Оптимистичный экономист против пессимистичного экономиста: Грегори Мэнкью, профессор Гарварда и автор одного из классических учебников по экономике, рассуждает о характере текущего кризиса и будущем восстановлении в колонке для The New York Times, в которой представлен диалог внутреннего оптимиста и внутреннего пессимиста автора. Например, Мэнкью-оптимист указывает, что число американцев, которые временно лишились работы, выросло на 1,05 млн, а потерявших работу насовсем – на 177000, то есть большинство смогут вернуться к своей деятельности так же, как бизнес в курортных городках возвращается к работе, как только начинается очередной сезон отпусков. Курортные бизнесы заранее готовятся к зиме, а пандемия и кризис застали всех врасплох, возражает Мэнкью-пессимист, так что временные сокращения на предприятиях могут стать постоянными, если компании не смогут пережить карантин. Кризис стал слишком сильным внезапным ударом и для правительств, включая власти США, которым, тем не менее, удалось принять экстренный пакет мер – пусть и несовершенный, но недостатки можно исправить в дальнейшем, отмечает Мэнкью-оптимист. Но все эти проблемы с государственной поддержкой создают дополнительную неопределенность для экономики, отвечает пессимист. А неопределенность сама по себе разрушительна для экономики, и это единственное, в чем согласны оптимистичный и пессимистичный Мэнкью.

== ПРЕДОСТАВЛЕННЫЕ МАТЕРИАЛЫ ==

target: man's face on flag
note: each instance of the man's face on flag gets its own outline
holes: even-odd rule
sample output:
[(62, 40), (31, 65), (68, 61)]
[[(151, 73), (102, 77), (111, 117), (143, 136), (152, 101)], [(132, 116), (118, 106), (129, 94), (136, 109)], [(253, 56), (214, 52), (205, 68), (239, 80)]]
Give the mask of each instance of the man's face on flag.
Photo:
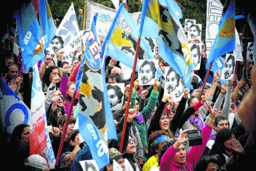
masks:
[(233, 73), (233, 67), (232, 59), (228, 60), (223, 68), (224, 78), (228, 79)]
[(172, 92), (177, 86), (179, 81), (176, 78), (176, 74), (174, 71), (167, 75), (166, 83), (167, 85), (167, 90), (168, 93)]
[(140, 80), (143, 84), (146, 84), (147, 83), (150, 82), (153, 77), (153, 74), (151, 70), (151, 67), (148, 64), (145, 64), (140, 68)]

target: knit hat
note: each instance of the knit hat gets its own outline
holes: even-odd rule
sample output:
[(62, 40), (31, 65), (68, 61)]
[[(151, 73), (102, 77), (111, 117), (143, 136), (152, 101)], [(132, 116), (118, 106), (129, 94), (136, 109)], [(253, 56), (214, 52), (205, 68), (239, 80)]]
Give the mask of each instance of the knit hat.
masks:
[(31, 166), (37, 169), (48, 168), (47, 160), (39, 154), (33, 154), (24, 161), (25, 166)]
[(113, 159), (116, 161), (119, 160), (123, 156), (126, 158), (127, 155), (127, 153), (121, 154), (115, 148), (109, 149), (109, 158), (111, 159), (111, 162), (112, 162)]

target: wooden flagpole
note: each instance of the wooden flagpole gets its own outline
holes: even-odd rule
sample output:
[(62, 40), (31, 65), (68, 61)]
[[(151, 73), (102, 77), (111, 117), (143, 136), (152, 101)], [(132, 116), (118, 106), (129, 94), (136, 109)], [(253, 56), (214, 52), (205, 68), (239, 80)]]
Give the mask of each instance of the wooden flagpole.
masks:
[(64, 130), (63, 130), (63, 135), (61, 137), (60, 146), (59, 146), (59, 150), (57, 151), (57, 157), (56, 157), (56, 162), (55, 162), (55, 167), (57, 166), (58, 164), (59, 164), (60, 157), (61, 152), (63, 151), (63, 143), (64, 143), (64, 140), (65, 140), (65, 134), (67, 133), (68, 125), (69, 124), (69, 120), (70, 120), (70, 118), (71, 118), (71, 110), (73, 109), (73, 104), (74, 104), (74, 102), (75, 102), (76, 92), (77, 92), (77, 88), (75, 88), (75, 91), (74, 91), (74, 92), (73, 93), (73, 96), (72, 96), (72, 99), (71, 99), (71, 107), (70, 107), (69, 110), (68, 110), (67, 119), (66, 119), (65, 122)]

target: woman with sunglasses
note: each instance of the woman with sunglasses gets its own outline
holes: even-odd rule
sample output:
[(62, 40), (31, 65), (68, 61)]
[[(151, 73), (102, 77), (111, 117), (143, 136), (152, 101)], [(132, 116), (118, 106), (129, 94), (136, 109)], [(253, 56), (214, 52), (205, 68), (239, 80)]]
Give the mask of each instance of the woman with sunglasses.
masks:
[(199, 160), (207, 141), (211, 135), (216, 109), (212, 110), (209, 102), (206, 102), (211, 116), (207, 125), (202, 129), (202, 144), (192, 146), (187, 153), (184, 143), (188, 141), (186, 134), (188, 130), (184, 130), (177, 141), (164, 152), (160, 160), (161, 170), (193, 170)]
[(217, 133), (215, 143), (208, 154), (218, 154), (225, 161), (224, 165), (228, 170), (236, 170), (236, 161), (242, 157), (244, 150), (232, 130), (223, 128)]
[(226, 171), (222, 167), (224, 163), (218, 154), (206, 155), (198, 162), (194, 171)]

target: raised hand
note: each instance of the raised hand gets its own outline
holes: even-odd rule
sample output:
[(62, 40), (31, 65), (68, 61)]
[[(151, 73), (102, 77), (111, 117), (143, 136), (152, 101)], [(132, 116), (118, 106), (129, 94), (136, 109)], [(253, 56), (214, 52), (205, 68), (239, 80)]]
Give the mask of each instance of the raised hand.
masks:
[(55, 76), (52, 78), (52, 83), (54, 84), (54, 86), (55, 86), (60, 81), (60, 78), (59, 76)]
[(157, 93), (157, 91), (159, 88), (159, 82), (158, 82), (157, 79), (155, 79), (155, 81), (153, 82), (153, 91), (155, 93)]
[(244, 154), (244, 147), (241, 145), (239, 141), (235, 138), (232, 138), (231, 149), (239, 154)]
[(184, 99), (187, 99), (189, 93), (191, 92), (191, 91), (189, 90), (189, 88), (184, 88), (184, 94), (183, 94), (183, 98)]
[(15, 79), (11, 80), (11, 81), (8, 83), (8, 86), (12, 88), (14, 92), (16, 91), (17, 84), (16, 80)]
[(208, 95), (203, 95), (201, 96), (201, 101), (202, 104), (204, 104), (205, 101), (207, 100)]
[(221, 85), (220, 93), (224, 95), (227, 92), (227, 83), (224, 82), (223, 85)]
[(169, 99), (170, 97), (172, 97), (172, 93), (167, 93), (164, 95), (163, 98), (161, 99), (161, 101), (164, 103), (166, 103), (168, 100), (168, 99)]

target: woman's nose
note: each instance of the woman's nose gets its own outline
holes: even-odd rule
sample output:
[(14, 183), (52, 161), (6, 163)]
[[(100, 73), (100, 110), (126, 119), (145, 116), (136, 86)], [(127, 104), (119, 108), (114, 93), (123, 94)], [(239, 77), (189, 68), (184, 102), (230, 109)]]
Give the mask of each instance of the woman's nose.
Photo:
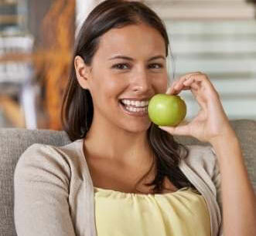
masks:
[(134, 77), (133, 90), (137, 93), (145, 93), (151, 89), (151, 81), (145, 69), (137, 72)]

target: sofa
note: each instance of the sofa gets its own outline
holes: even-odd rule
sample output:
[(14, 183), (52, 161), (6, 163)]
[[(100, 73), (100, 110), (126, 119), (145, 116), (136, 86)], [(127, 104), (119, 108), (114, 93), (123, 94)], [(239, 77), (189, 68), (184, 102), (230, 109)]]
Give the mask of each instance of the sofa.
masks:
[[(240, 140), (256, 192), (256, 120), (230, 120), (230, 123)], [(176, 137), (176, 139), (183, 144), (209, 145), (188, 137)], [(62, 146), (70, 140), (64, 131), (0, 129), (0, 236), (17, 235), (13, 219), (13, 174), (19, 157), (35, 143)]]

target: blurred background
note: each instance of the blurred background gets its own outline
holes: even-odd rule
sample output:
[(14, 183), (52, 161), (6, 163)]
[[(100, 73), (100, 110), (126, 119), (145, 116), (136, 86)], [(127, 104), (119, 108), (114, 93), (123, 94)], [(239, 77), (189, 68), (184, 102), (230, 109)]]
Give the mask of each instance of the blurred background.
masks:
[[(0, 127), (61, 130), (73, 42), (99, 0), (0, 0)], [(207, 73), (230, 120), (256, 120), (256, 1), (145, 0), (167, 27), (172, 81)], [(174, 75), (174, 76), (173, 76)], [(187, 120), (198, 111), (182, 92)]]

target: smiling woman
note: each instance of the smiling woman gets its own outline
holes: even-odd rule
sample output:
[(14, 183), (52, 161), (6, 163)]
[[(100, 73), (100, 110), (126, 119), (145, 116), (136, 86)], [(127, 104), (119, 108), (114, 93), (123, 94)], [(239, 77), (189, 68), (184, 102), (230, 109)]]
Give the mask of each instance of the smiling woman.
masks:
[[(73, 142), (32, 145), (16, 166), (19, 236), (222, 235), (215, 150), (227, 160), (227, 147), (235, 150), (227, 156), (239, 160), (238, 146), (224, 142), (237, 140), (206, 75), (189, 73), (168, 89), (168, 48), (165, 25), (143, 3), (107, 0), (90, 13), (77, 39), (62, 106), (63, 128)], [(150, 121), (154, 95), (188, 89), (202, 106), (189, 125), (160, 129)], [(179, 144), (172, 133), (216, 149)], [(222, 163), (233, 178), (225, 167), (232, 161)], [(236, 164), (234, 170), (243, 170)], [(228, 188), (237, 181), (226, 176)], [(244, 193), (251, 206), (250, 189)], [(250, 214), (241, 228), (252, 229)]]

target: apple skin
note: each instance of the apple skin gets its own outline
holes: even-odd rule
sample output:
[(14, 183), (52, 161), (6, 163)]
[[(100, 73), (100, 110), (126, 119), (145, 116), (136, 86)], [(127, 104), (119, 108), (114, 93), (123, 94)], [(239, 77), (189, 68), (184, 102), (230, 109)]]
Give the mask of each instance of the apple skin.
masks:
[(148, 112), (156, 125), (176, 126), (185, 118), (186, 106), (178, 95), (159, 93), (151, 98)]

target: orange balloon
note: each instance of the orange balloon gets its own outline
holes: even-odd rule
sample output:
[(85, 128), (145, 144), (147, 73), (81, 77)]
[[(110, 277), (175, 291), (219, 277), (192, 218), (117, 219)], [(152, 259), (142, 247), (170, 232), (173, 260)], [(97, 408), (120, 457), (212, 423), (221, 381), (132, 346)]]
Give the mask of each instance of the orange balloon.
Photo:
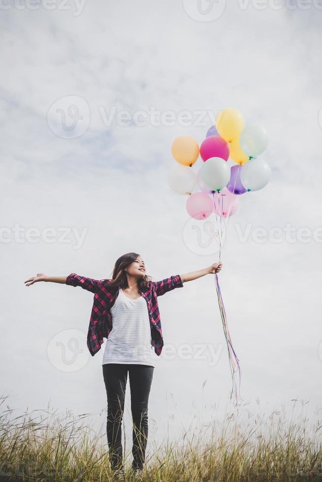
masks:
[(199, 145), (190, 136), (180, 136), (173, 141), (171, 151), (179, 164), (192, 166), (199, 157)]

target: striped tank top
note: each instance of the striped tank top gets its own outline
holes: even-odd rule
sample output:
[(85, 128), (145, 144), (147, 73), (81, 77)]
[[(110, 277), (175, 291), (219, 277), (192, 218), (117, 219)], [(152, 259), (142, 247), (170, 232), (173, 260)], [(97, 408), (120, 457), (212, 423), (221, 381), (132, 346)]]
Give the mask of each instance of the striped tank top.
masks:
[(155, 366), (149, 312), (143, 297), (130, 300), (120, 289), (111, 314), (113, 328), (106, 340), (102, 364)]

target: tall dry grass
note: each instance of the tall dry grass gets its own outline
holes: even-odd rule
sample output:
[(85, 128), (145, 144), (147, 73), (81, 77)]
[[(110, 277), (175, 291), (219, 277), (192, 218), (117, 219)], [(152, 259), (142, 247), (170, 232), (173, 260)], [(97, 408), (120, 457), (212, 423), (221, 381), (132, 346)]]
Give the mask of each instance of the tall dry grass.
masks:
[[(0, 398), (2, 481), (113, 481), (106, 433), (86, 425), (91, 414), (33, 410), (15, 416)], [(300, 402), (294, 402), (296, 404)], [(142, 481), (322, 481), (321, 424), (285, 409), (269, 416), (226, 414), (181, 439), (155, 443)], [(191, 427), (190, 427), (191, 428)], [(104, 447), (105, 446), (105, 447)], [(127, 480), (131, 480), (129, 453)]]

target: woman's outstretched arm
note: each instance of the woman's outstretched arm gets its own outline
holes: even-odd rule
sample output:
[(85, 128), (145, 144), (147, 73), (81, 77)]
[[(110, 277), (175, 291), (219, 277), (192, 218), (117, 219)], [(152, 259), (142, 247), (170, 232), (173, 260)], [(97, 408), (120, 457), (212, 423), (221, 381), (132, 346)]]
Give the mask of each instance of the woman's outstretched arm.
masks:
[(197, 271), (192, 271), (190, 273), (186, 273), (185, 274), (181, 274), (180, 277), (183, 283), (185, 281), (191, 281), (193, 279), (196, 279), (205, 274), (214, 274), (218, 273), (223, 267), (222, 263), (214, 263), (209, 268), (205, 268), (203, 270), (198, 270)]
[(66, 276), (47, 276), (44, 273), (37, 273), (35, 276), (32, 276), (29, 279), (26, 279), (25, 284), (29, 286), (31, 284), (36, 283), (37, 281), (51, 281), (52, 283), (66, 283)]
[(44, 273), (37, 273), (35, 276), (27, 279), (25, 284), (26, 286), (29, 286), (37, 281), (51, 281), (52, 283), (61, 283), (71, 286), (80, 286), (84, 290), (92, 293), (95, 293), (98, 283), (97, 279), (80, 276), (75, 273), (71, 273), (68, 276), (47, 276)]

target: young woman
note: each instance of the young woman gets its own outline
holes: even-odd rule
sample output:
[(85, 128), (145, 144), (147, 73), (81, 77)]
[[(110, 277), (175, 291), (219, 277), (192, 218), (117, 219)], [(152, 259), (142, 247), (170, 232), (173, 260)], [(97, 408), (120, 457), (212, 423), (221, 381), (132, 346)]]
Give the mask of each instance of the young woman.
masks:
[(103, 377), (107, 396), (106, 433), (113, 470), (124, 476), (121, 424), (128, 373), (133, 420), (132, 467), (142, 471), (148, 437), (148, 402), (153, 376), (152, 352), (160, 356), (163, 345), (158, 297), (183, 283), (205, 274), (218, 272), (221, 263), (186, 274), (152, 281), (146, 274), (144, 261), (137, 253), (117, 260), (112, 278), (93, 279), (71, 273), (67, 276), (48, 276), (38, 273), (25, 281), (51, 281), (81, 286), (95, 294), (87, 335), (92, 356), (107, 338), (103, 356)]

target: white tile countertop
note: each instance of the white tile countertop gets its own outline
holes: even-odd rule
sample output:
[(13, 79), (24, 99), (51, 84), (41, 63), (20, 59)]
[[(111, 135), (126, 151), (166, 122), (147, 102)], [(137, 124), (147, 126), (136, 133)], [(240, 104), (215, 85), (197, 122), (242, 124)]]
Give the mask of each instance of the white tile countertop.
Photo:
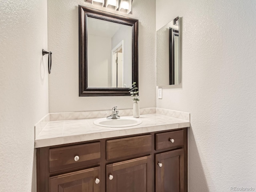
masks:
[[(66, 120), (64, 118), (61, 120), (51, 121), (51, 115), (53, 114), (52, 116), (56, 117), (57, 115), (50, 114), (35, 126), (35, 147), (38, 148), (190, 126), (190, 114), (188, 113), (164, 109), (156, 108), (154, 110), (152, 109), (156, 108), (148, 109), (150, 109), (150, 111), (145, 109), (141, 110), (142, 114), (140, 116), (139, 119), (142, 120), (141, 124), (123, 128), (108, 128), (94, 125), (93, 122), (99, 118)], [(126, 114), (130, 113), (130, 111), (125, 110), (126, 110)], [(155, 111), (156, 113), (143, 114), (146, 113), (146, 111), (153, 112)], [(123, 112), (123, 114), (125, 114)], [(65, 116), (63, 113), (59, 114), (60, 116)], [(78, 117), (81, 117), (81, 113), (77, 114)], [(130, 116), (122, 116), (132, 117)]]

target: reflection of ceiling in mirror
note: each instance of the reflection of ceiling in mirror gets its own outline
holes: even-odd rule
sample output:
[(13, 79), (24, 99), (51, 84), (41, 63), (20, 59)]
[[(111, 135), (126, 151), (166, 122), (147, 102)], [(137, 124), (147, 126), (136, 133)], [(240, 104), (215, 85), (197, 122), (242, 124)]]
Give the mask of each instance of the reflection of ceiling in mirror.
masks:
[(122, 26), (121, 24), (88, 18), (88, 34), (107, 37), (112, 37)]

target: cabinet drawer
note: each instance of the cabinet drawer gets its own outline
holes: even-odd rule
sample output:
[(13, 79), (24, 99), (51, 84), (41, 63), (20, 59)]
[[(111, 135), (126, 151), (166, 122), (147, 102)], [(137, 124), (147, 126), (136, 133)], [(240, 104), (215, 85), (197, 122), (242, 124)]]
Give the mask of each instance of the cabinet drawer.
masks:
[(100, 142), (50, 150), (50, 172), (100, 161)]
[(156, 150), (160, 150), (183, 145), (183, 130), (156, 134)]
[(151, 135), (110, 140), (106, 142), (107, 160), (150, 152)]

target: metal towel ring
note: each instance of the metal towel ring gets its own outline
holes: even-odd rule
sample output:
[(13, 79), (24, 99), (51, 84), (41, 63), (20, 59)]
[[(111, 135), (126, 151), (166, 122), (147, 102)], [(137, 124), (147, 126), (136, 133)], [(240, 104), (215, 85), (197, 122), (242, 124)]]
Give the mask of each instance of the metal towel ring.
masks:
[(51, 74), (51, 70), (52, 70), (52, 52), (47, 52), (46, 51), (42, 49), (42, 54), (43, 56), (46, 54), (49, 54), (48, 56), (48, 72), (49, 74)]

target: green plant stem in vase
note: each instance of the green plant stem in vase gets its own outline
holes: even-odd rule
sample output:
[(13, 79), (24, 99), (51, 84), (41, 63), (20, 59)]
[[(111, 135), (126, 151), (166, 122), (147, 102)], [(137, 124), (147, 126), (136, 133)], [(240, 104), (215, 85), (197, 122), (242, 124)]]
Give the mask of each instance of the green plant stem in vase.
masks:
[(136, 82), (134, 82), (130, 88), (130, 90), (129, 92), (131, 94), (131, 96), (133, 97), (132, 100), (134, 101), (133, 103), (133, 117), (138, 118), (140, 117), (140, 105), (138, 102), (140, 99), (138, 98), (139, 91), (138, 88), (136, 87)]

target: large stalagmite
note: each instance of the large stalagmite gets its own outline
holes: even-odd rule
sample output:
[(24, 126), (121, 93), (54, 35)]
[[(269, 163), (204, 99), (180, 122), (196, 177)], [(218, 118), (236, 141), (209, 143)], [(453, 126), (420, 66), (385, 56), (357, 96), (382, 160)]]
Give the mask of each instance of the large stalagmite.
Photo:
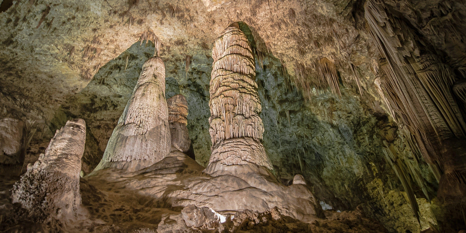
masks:
[(168, 106), (168, 122), (171, 135), (171, 146), (186, 153), (191, 145), (188, 123), (188, 102), (182, 95), (173, 96), (167, 100)]
[(237, 24), (227, 27), (212, 49), (209, 118), (210, 164), (253, 163), (272, 169), (261, 140), (264, 125), (251, 47)]
[(24, 123), (11, 117), (0, 120), (0, 164), (21, 164), (24, 160)]
[[(86, 142), (86, 123), (68, 121), (12, 189), (12, 202), (26, 209), (20, 217), (41, 223), (76, 219), (81, 212), (79, 174)], [(21, 215), (21, 214), (23, 214)]]
[(133, 95), (96, 170), (147, 167), (166, 156), (171, 144), (165, 66), (160, 58), (152, 57), (143, 65)]

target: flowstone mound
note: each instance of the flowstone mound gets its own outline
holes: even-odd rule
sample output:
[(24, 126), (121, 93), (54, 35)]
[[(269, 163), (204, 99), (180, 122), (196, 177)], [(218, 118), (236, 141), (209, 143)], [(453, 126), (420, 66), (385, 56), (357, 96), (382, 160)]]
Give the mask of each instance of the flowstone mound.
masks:
[[(119, 193), (183, 207), (181, 212), (164, 217), (158, 226), (160, 232), (220, 230), (227, 216), (233, 219), (237, 214), (248, 214), (245, 212), (274, 212), (308, 223), (317, 219), (316, 202), (302, 177), (285, 186), (268, 170), (272, 165), (261, 142), (264, 128), (250, 47), (242, 32), (232, 25), (212, 50), (209, 102), (212, 151), (207, 168), (181, 152), (186, 146), (139, 171), (111, 168), (86, 178), (97, 187), (106, 188), (110, 184), (110, 189)], [(168, 103), (171, 122), (185, 128), (184, 98), (175, 96)], [(179, 139), (174, 135), (178, 136), (172, 131), (176, 139), (172, 144)], [(179, 145), (175, 143), (174, 147)]]
[[(308, 223), (318, 219), (316, 201), (306, 185), (285, 186), (267, 168), (251, 163), (215, 164), (221, 167), (212, 167), (211, 171), (205, 171), (195, 161), (174, 151), (161, 161), (137, 171), (110, 168), (93, 172), (85, 178), (102, 190), (117, 191), (118, 193), (139, 197), (144, 200), (141, 201), (159, 203), (158, 206), (172, 209), (182, 207), (184, 210), (180, 212), (169, 215), (170, 222), (180, 221), (173, 223), (178, 226), (186, 219), (188, 228), (192, 229), (219, 226), (226, 216), (234, 218), (247, 210), (276, 211)], [(195, 220), (195, 216), (203, 219)]]
[(259, 116), (261, 107), (252, 50), (237, 23), (215, 40), (212, 58), (209, 164), (252, 163), (271, 169), (261, 142), (264, 125)]
[(12, 202), (26, 210), (14, 211), (20, 219), (66, 223), (83, 213), (79, 174), (85, 141), (86, 123), (82, 119), (68, 121), (57, 130), (45, 154), (28, 166), (12, 189)]
[(171, 146), (186, 153), (191, 146), (188, 128), (188, 102), (182, 95), (178, 94), (167, 99), (168, 123), (171, 135)]
[(160, 57), (152, 57), (143, 65), (133, 95), (95, 170), (137, 171), (162, 160), (171, 145), (165, 66)]

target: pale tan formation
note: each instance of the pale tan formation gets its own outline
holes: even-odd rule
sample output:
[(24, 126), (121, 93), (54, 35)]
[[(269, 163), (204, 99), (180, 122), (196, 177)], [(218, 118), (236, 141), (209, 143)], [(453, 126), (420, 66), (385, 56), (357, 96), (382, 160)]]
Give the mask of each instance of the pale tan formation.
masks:
[(79, 174), (86, 142), (86, 123), (68, 121), (57, 130), (45, 153), (12, 189), (12, 202), (27, 210), (20, 217), (34, 222), (76, 219), (81, 209)]
[(183, 153), (189, 150), (191, 139), (188, 132), (188, 102), (183, 95), (167, 99), (168, 123), (171, 135), (171, 146)]
[(238, 24), (227, 27), (212, 49), (210, 81), (212, 141), (210, 164), (253, 163), (272, 169), (261, 140), (264, 125), (251, 47)]
[(441, 164), (443, 142), (464, 137), (466, 130), (451, 91), (456, 78), (382, 1), (367, 1), (364, 9), (382, 57), (377, 82), (383, 99), (397, 123), (409, 129), (427, 163)]
[(0, 164), (21, 164), (24, 160), (24, 123), (7, 117), (0, 120)]
[(152, 57), (143, 65), (133, 95), (95, 170), (136, 171), (164, 158), (171, 145), (165, 66), (160, 57)]

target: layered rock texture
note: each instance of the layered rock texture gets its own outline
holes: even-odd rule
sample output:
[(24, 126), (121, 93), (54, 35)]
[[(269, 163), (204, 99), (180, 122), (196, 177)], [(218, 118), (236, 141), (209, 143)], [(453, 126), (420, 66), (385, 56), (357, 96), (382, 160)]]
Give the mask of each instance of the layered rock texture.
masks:
[(18, 119), (0, 120), (0, 164), (21, 164), (24, 161), (25, 127), (24, 123)]
[(209, 163), (248, 162), (271, 169), (261, 142), (264, 125), (259, 116), (261, 108), (252, 50), (237, 23), (227, 27), (215, 41), (212, 58)]
[(67, 223), (83, 214), (79, 192), (81, 158), (86, 140), (82, 119), (68, 121), (11, 191), (16, 221)]
[(186, 125), (188, 123), (188, 102), (182, 95), (173, 96), (167, 99), (168, 123), (171, 136), (171, 146), (186, 153), (191, 146), (191, 139)]
[[(89, 174), (157, 47), (166, 71), (165, 97), (185, 97), (196, 160), (205, 166), (212, 144), (212, 48), (232, 21), (239, 22), (254, 58), (271, 172), (288, 185), (302, 174), (316, 203), (332, 208), (326, 211), (332, 213), (326, 213), (328, 219), (310, 226), (275, 220), (273, 210), (239, 212), (233, 221), (241, 222), (239, 231), (361, 232), (359, 226), (377, 221), (391, 233), (466, 228), (465, 202), (454, 208), (443, 202), (458, 204), (464, 196), (458, 181), (464, 177), (466, 143), (459, 138), (456, 112), (464, 119), (462, 1), (5, 0), (0, 3), (0, 119), (25, 123), (30, 139), (26, 163), (37, 160), (67, 120), (85, 119), (82, 169)], [(156, 44), (139, 41), (151, 38)], [(156, 174), (138, 173), (137, 182), (151, 176)], [(193, 178), (204, 176), (209, 177)], [(0, 219), (11, 206), (8, 190), (17, 178), (10, 178), (0, 179)], [(185, 220), (220, 225), (190, 220), (203, 214), (210, 219), (207, 207), (182, 213), (185, 207), (172, 207), (170, 200), (139, 196), (123, 185), (114, 189), (111, 181), (93, 181), (98, 188), (82, 181), (83, 204), (96, 222), (64, 231), (191, 228), (180, 226)], [(7, 230), (4, 223), (0, 231)]]
[(108, 167), (135, 171), (159, 161), (170, 151), (165, 66), (152, 57), (143, 65), (133, 95), (96, 170)]
[[(461, 206), (459, 203), (466, 201), (466, 123), (464, 109), (462, 112), (459, 107), (464, 106), (461, 82), (453, 85), (465, 77), (455, 74), (425, 45), (423, 39), (412, 32), (412, 26), (394, 16), (389, 8), (380, 0), (367, 1), (364, 6), (365, 17), (381, 57), (380, 79), (376, 84), (383, 92), (391, 116), (410, 140), (410, 146), (418, 150), (439, 180), (439, 194), (449, 205), (454, 203), (457, 207), (453, 209), (458, 208)], [(387, 160), (403, 184), (418, 219), (407, 170), (402, 164), (399, 166), (394, 163), (395, 151), (387, 151)], [(428, 198), (425, 187), (420, 186)]]

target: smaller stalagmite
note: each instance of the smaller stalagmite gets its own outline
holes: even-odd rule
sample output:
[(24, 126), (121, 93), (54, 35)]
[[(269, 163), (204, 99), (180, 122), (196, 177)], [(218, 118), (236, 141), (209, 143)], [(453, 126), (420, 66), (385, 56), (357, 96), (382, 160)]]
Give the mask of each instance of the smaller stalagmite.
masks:
[(136, 171), (165, 158), (171, 144), (165, 66), (160, 57), (152, 57), (143, 65), (133, 95), (95, 170)]
[(24, 160), (24, 123), (7, 117), (0, 120), (0, 164), (21, 164)]
[(209, 102), (210, 164), (249, 162), (272, 168), (261, 142), (264, 125), (252, 54), (237, 23), (224, 30), (214, 44)]
[(178, 94), (167, 100), (168, 122), (171, 135), (171, 146), (186, 153), (191, 145), (188, 128), (188, 102), (182, 95)]
[(79, 173), (85, 142), (82, 119), (68, 121), (57, 130), (45, 154), (28, 166), (12, 189), (12, 202), (27, 210), (16, 212), (19, 217), (38, 223), (54, 219), (66, 223), (82, 213)]

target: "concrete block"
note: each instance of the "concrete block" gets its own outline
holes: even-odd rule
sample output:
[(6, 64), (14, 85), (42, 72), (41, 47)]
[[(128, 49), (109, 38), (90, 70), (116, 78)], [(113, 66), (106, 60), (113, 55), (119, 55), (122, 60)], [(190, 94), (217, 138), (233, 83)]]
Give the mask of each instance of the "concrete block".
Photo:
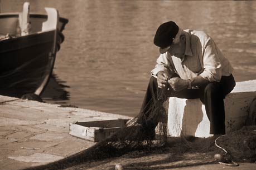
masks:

== ВЫПОЛНИТЕ ЗАДАНИЯ ==
**A)** Согласно тексту о колонке Мэнкью, на сколько выросло число американцев, потерявших работу насовсем?
**B)** Допишите текст о колонке Мэнкью с того места, где он заканчивается.
Записи являются самостоятельным материалом.

== РЕШЁННЫЕ ЗАДАНИЯ ==
**A)** На 177 000.

**B)**
Восстановление экономики после столь глубокого кризиса может быть больше похоже на J с наклоном, чем на V, U или L, считают экономисты из Университета Хьюстона, чей пост публикует блог Econbrowser. Экономисты по всему миру размышляют, по какой траектории может пойти экономика: сценарий V с быстрым падением и столь же быстрым восстановлением, сценарий U с чуть более длительным периодом низкой экономической активности, но последующим восстановлением, или же наиболее пессимистичный сценарий L c резким обвалом и последующей депрессией, которая не даст экономике восстановиться до докризисных показателей. Авторы анализировали динамику экономики после наиболее острых кризисов в США и в европейских странах. В США восстановление после большинства кризисов в послевоенный период вплоть до 2008 г. шло по сценарию V, то есть экономика достаточно быстро возвращалась к докризисному тренду роста. Но после более глубоких спадов – в Великую депрессию и в Великую рецессию после глобального финансового кризиса – возвращение к трендовому росту занимало в среднем около девяти лет. Аналогичным образом шло и восстановление европейских экономик после острых кризисов, показывает анализ профессоров Гарварда Кеннета Рогоффа и Кармен Рейнхарт, описанный в их знаменитой книге «На этот раз все будет иначе». Такая траектория напоминает наклоненную вправо букву J, пишут авторы. Оценить масштабы текущего кризиса пока трудно, признают они, но считают J-сценарий более вероятным, чем быстрое восстановление по траектории V или U. Впрочем, траектория J также более вероятна, чем L, поскольку нынешний шок пока не перерос в масштабный долговой кризис.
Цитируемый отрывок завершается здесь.